Please quote everything in the listing below from the line containing "the stubble beard" down to the line containing "x=563 y=251", keeping both of those lines.

Object location annotation data:
## START

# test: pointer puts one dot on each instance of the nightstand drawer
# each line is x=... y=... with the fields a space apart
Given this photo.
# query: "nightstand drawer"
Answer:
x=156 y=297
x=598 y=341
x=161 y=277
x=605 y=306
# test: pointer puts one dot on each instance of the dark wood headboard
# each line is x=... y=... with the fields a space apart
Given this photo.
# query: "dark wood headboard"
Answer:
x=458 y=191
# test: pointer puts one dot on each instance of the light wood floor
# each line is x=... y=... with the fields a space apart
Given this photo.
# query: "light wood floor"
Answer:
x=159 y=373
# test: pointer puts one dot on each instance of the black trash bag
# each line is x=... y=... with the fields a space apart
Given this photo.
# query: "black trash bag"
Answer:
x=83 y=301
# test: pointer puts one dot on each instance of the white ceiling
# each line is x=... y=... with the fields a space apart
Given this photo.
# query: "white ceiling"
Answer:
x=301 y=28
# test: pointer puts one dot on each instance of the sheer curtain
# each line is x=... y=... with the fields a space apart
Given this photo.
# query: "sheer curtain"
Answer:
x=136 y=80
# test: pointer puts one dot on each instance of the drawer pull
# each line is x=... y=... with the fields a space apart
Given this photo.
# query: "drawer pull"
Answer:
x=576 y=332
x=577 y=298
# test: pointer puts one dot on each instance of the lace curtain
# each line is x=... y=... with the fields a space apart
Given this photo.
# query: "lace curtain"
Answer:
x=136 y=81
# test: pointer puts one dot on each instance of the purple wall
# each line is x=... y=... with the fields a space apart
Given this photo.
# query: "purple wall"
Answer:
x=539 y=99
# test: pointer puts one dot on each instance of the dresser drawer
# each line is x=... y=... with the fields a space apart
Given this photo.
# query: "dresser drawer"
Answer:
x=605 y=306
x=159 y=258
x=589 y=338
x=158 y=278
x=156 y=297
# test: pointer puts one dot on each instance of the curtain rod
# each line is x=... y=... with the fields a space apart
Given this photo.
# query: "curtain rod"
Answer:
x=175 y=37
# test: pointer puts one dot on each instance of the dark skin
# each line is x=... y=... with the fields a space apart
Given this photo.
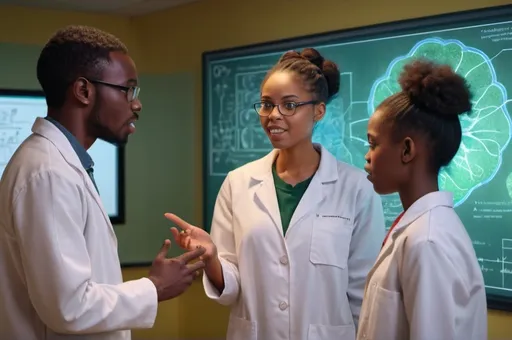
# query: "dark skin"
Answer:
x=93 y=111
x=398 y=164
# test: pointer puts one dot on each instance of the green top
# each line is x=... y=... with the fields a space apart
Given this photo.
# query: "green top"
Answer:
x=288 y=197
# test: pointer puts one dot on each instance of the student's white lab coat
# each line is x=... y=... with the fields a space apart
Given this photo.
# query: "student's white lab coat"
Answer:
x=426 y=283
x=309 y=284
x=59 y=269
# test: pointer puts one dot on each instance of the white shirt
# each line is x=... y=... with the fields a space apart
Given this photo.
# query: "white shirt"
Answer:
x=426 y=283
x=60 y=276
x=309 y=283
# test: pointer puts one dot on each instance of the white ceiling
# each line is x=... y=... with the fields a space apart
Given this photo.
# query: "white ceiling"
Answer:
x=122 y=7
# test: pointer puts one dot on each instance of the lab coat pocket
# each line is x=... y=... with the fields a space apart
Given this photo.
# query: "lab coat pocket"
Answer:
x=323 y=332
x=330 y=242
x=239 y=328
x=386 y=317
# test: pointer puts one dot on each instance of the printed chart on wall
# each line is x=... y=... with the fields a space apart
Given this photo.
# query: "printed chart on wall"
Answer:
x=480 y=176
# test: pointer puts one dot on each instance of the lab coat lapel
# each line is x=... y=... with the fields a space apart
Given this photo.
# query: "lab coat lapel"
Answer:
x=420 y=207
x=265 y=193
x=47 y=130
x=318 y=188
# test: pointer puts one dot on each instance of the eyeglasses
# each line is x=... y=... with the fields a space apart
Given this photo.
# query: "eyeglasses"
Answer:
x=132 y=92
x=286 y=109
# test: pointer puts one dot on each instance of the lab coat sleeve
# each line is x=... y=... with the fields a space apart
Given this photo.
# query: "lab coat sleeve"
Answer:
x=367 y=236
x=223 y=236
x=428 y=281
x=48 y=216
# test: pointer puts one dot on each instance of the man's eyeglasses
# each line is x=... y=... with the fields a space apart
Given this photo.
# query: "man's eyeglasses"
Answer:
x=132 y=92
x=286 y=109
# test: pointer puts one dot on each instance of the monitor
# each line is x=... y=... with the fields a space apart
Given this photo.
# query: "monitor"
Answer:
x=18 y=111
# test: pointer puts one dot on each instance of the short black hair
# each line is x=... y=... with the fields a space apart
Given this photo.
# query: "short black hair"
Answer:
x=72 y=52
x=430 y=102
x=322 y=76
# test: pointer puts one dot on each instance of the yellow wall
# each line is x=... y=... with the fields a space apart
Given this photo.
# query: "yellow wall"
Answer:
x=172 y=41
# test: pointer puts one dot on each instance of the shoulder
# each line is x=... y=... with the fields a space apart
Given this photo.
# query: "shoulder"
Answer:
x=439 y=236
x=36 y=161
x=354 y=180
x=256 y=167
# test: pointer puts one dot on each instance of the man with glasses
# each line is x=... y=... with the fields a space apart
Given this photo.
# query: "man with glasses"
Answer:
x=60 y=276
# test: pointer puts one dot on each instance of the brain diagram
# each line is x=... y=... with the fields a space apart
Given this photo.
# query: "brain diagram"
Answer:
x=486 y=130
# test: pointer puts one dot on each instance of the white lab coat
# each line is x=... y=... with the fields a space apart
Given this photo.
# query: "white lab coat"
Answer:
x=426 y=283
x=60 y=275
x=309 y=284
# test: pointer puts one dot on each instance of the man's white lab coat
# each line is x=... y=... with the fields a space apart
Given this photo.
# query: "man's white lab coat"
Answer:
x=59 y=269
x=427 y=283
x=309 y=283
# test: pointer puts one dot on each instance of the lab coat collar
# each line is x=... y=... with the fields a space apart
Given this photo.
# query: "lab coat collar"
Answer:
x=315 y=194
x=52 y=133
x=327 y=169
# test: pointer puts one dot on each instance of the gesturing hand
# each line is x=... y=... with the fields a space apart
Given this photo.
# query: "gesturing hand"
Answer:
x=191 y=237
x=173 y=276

## END
## START

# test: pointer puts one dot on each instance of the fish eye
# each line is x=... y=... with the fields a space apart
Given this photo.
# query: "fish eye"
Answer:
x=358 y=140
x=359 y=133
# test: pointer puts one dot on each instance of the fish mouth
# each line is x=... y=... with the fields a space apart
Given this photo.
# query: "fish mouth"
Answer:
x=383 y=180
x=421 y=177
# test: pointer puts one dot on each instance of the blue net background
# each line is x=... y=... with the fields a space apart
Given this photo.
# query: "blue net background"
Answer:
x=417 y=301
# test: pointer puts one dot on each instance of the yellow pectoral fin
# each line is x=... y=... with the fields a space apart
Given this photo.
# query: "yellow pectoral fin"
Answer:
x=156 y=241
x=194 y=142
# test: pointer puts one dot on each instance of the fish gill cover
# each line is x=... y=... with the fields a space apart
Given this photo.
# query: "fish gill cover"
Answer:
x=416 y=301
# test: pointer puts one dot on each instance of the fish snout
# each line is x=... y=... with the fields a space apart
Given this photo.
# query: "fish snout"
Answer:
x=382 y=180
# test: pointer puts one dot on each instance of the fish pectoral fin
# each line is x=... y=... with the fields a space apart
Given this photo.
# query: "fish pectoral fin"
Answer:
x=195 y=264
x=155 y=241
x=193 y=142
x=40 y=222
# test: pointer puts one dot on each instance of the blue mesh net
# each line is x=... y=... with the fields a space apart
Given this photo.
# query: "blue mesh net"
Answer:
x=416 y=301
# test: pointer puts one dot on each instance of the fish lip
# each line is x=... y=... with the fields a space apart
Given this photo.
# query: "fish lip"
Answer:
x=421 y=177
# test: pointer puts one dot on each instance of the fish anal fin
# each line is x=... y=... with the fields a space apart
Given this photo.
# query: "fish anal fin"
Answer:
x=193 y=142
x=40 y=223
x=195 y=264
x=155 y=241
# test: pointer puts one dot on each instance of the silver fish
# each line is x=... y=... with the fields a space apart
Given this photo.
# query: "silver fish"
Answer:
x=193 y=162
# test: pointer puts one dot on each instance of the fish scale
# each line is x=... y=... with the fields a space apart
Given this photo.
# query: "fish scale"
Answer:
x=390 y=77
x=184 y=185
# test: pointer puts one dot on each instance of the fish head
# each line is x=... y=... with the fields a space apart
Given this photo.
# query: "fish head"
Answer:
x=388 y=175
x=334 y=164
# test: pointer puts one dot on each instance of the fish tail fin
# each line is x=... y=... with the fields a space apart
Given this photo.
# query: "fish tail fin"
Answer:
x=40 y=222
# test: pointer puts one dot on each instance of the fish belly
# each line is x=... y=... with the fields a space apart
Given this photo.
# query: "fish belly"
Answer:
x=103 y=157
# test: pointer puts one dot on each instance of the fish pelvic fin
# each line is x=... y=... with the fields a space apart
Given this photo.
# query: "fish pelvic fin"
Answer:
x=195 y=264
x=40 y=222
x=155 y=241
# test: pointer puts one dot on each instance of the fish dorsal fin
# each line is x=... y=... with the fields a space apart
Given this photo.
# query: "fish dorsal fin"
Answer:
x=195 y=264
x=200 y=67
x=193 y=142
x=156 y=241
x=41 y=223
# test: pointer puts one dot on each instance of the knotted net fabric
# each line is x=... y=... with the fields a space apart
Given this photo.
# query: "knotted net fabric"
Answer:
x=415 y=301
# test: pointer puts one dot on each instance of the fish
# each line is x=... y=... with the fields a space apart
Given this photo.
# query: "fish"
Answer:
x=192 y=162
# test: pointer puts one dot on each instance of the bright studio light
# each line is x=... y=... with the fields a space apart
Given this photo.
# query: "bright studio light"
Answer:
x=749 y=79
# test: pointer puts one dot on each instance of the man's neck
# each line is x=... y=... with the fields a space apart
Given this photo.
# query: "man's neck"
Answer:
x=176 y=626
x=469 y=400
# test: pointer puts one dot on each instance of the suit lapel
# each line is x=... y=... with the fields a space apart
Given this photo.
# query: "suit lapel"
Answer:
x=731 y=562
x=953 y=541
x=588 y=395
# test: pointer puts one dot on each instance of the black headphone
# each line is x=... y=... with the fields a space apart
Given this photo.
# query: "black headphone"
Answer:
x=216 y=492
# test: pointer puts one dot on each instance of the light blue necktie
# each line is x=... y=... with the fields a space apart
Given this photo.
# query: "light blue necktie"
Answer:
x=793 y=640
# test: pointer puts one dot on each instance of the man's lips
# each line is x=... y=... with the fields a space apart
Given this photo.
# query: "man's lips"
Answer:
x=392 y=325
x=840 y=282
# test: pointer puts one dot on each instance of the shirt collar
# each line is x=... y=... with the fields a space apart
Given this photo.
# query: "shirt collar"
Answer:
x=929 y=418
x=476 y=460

## END
## START

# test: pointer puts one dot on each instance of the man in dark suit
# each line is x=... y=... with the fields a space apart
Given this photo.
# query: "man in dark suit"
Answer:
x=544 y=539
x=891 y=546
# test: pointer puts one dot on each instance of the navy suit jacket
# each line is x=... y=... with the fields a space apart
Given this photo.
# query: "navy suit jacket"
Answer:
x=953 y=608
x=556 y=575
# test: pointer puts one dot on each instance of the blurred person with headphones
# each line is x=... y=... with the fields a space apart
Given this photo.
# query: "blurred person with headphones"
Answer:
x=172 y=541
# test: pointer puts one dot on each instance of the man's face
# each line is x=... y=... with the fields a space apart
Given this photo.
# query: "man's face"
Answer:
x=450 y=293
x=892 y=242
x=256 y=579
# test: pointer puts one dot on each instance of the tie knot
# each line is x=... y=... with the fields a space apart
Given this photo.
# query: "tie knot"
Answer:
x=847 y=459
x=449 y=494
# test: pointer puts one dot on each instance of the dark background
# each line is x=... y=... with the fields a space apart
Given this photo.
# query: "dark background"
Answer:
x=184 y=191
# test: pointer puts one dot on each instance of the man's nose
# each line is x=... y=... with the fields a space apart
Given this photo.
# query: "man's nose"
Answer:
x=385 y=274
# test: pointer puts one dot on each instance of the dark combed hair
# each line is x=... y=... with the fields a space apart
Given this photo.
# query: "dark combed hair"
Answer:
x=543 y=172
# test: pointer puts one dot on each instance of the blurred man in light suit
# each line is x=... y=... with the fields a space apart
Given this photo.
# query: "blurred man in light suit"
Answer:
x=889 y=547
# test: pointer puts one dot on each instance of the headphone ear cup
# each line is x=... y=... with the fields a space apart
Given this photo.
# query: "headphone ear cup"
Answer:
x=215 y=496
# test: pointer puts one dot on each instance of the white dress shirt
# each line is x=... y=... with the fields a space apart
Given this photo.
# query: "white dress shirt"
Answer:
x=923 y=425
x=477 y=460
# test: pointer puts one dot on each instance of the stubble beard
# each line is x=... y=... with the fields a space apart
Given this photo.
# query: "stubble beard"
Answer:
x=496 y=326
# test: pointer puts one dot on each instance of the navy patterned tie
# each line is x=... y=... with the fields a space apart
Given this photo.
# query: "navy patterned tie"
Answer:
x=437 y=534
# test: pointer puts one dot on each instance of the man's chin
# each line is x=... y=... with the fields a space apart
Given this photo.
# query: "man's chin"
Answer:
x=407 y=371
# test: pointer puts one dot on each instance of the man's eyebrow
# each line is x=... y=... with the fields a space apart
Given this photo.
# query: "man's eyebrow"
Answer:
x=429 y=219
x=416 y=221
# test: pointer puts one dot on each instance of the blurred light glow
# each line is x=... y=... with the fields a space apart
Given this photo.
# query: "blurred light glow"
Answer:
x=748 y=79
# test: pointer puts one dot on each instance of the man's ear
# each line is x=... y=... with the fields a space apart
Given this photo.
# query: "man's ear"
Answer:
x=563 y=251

## END

◆ Response to this task ◆
# test: pointer puts one dot on each instance of the stubble beard
# each line is x=... y=... with the fields a space apart
Given this photo.
# query: "stubble beard"
Answer:
x=496 y=326
# test: pointer puts one dot on each instance of the navy patterned tie
# each line is x=... y=... with the fields a space apart
Given this photo.
# query: "navy patterned tie"
Answer:
x=437 y=534
# test: pointer puts one dot on each instance of the man's chin
# each line is x=... y=... with the fields a space apart
Given this photo.
# query: "man's chin"
Answer:
x=407 y=371
# test: pointer puts one dot on each instance of the man's eyebrow
# each line is x=... y=... with the fields a space apart
Given this photo.
# query: "man's eyebrow"
Answer:
x=429 y=219
x=416 y=221
# test: pointer puts one dot on each instance of the blurred light glow
# each line is x=... y=... with the fields a space apart
Given this photo.
# query: "blurred light glow"
Answer:
x=748 y=79
# test: pointer puts one dot on each instance of the man's ear
# each line is x=... y=... with the fields a space apart
Given this photo.
# query: "man's ear"
Answer:
x=563 y=251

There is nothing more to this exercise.